Conciliação ajuda na regularização de áreas quilombolas em São Paulo

Revista Consultor Jurídico

Depois de 46 anos, a comunidade quilombola do Cafundó, na área rural de Salto de Pirapora (SP), está conseguindo obter a posse de suas terras. A disputa judicial pela área começou em 1970, mas a solução está sendo alcançada fora das cortes, pela conciliação.

“São várias famílias, com muitos herdeiros. Conseguir entender cada família, as ramificações, as sucessões de posse que ocorreram em cada imóvel sem a conciliação seria uma tarefa quase impossível”, afirma a defensora pública federal Luciana Moraes Rosa Grecchi.

O Quilombo Cafundó nasceu em 1866, quando o fazendeiro dono da área libertou 15 escravos e deu a eles 218 hectares das terras. Atualmente, 20 famílias moram na comunidade quilombola. Antes da conciliação, os quilombolas moveram ações de usucapião por causa das diversas invasões ocorridas durante a década de 1970.

Em 1999, o processo de regularização dessas terras foi iniciado pela Fundação Instituto de Terras do Estado de São Paulo (Itesp), mas o procedimento federal de para regularizar a área só foi aberto em 2004 pelo Instituto Nacional de Colonização e Reforma Agrária (Incra). Em 2006, o Incra reconheceu o território de Cafundó com 218 hectares e começou a conceder o termo de posse a cada família do local.

Três anos mais tarde, o ex-presidente Luiz Inácio Lula da Silva assinou decreto reconhecendo o Cafundó como território de interesse social. O documento que garante a posse do terreno pelos moradores foi entregue ano passado pelo Incra, e, em maio deste ano, aconteceu a última etapa das conciliações.

No encontro foram feitos os pagamentos a quem assinou o acordo na primeira sessão de conciliação, ocorrida em abril, além de audiências conciliatórias com os posseiros — pessoas que compravam e vendiam as terras dentro do quilombo e nelas faziam benfeitorias, por exemplo, construção de casas e demarcação com cercas.

→ **QUESTÃO 1**:
Reproduza fielmente o trecho da reportagem sobre o Quilombo Cafundó que vai de "O Quilombo Cafundó" até "década de 1970.".
→ **QUESTÃO 2**:
Responda com base na reportagem sobre o Quilombo Cafundó:
(a) Em que ano nasceu o Quilombo Cafundó?
(b) Quantas famílias moram hoje na comunidade?
(c) Em que ano o Incra abriu o procedimento federal para regularizar a área?
→ **QUESTÃO 3**:
Dê continuidade à reportagem sobre o Quilombo Cafundó a partir do ponto em que ela termina.
Os dados a seguir não têm nenhuma relação com a reportagem sobre o Quilombo Cafundó.

→ **CONJUNTO DE DADOS**:
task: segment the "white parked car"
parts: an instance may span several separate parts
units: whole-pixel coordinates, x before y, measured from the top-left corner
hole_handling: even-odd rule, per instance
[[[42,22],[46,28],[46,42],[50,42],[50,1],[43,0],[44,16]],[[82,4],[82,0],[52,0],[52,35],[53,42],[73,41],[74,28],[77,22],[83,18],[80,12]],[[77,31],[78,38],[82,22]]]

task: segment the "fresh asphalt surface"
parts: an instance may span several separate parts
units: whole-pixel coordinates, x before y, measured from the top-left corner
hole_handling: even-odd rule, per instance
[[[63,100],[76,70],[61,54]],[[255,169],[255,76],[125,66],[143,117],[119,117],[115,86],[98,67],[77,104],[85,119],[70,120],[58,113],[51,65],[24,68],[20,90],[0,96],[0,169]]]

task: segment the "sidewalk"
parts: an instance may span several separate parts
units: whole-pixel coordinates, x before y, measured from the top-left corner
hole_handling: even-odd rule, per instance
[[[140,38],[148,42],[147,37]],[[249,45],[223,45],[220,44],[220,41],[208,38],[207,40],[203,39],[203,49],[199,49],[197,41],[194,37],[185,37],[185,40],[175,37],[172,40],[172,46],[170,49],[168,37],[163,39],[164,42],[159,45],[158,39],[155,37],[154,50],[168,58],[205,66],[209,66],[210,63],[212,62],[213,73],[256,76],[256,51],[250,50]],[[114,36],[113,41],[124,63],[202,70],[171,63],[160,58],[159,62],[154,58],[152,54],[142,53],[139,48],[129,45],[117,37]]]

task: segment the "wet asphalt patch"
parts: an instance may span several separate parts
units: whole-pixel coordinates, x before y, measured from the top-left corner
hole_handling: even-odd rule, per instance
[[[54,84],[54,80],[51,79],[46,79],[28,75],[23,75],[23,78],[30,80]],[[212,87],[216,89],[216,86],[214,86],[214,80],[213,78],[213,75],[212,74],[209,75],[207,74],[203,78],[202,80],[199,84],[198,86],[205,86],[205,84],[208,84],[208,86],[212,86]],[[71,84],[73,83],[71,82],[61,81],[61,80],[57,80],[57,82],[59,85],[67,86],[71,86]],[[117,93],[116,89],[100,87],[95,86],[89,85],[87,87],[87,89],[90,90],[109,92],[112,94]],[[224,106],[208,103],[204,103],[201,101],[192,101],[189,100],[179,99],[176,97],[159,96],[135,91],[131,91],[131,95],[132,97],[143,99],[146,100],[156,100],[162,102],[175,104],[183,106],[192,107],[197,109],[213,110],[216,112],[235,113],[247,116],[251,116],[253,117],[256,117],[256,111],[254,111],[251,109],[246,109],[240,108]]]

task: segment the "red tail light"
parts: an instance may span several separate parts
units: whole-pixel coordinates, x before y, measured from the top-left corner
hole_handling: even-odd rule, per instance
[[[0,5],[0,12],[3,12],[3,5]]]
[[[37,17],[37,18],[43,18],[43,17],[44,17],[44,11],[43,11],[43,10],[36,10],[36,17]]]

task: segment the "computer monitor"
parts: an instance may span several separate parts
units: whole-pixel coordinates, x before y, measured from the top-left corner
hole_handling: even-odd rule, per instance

→ **RESPOSTA ESPERADA 1**:
O Quilombo Cafundó nasceu em 1866, quando o fazendeiro dono da área libertou 15 escravos e deu a eles 218 hectares das terras. Atualmente, 20 famílias moram na comunidade quilombola. Antes da conciliação, os quilombolas moveram ações de usucapião por causa das diversas invasões ocorridas durante a década de 1970.

→ **RESPOSTA ESPERADA 2**:
(a) Em 1866.
(b) 20 famílias.
(c) Em 2004.

→ **RESPOSTA ESPERADA 3**:
Durante as conciliações, a Defensoria Pública Federal atendeu individualmente cada quilombola e cada posseiro. “Os conciliadores fazem um excelente trabalho e eu percebo que está sendo muito produtivo, as pessoas estão satisfeitas e nenhum acordo é feito de forma forçada. Tudo é feito de forma clara e transparente. O nosso objetivo está sendo atingido”, explica Grecchi.

Questão quilombola
As diversas etapas enfrentas para a regularização do Cafundó mostram como a questão dos quilombos no Brasil é complicada. Segundo o Incra, essas comunidades são grupos étnicos, constituídos predominantemente pela população negra, seja ela rural ou urbana, que se autodefinem a partir das relações com a terra, com o parentesco, com o território, com a ancestralidade e com as tradições e práticas culturais próprias.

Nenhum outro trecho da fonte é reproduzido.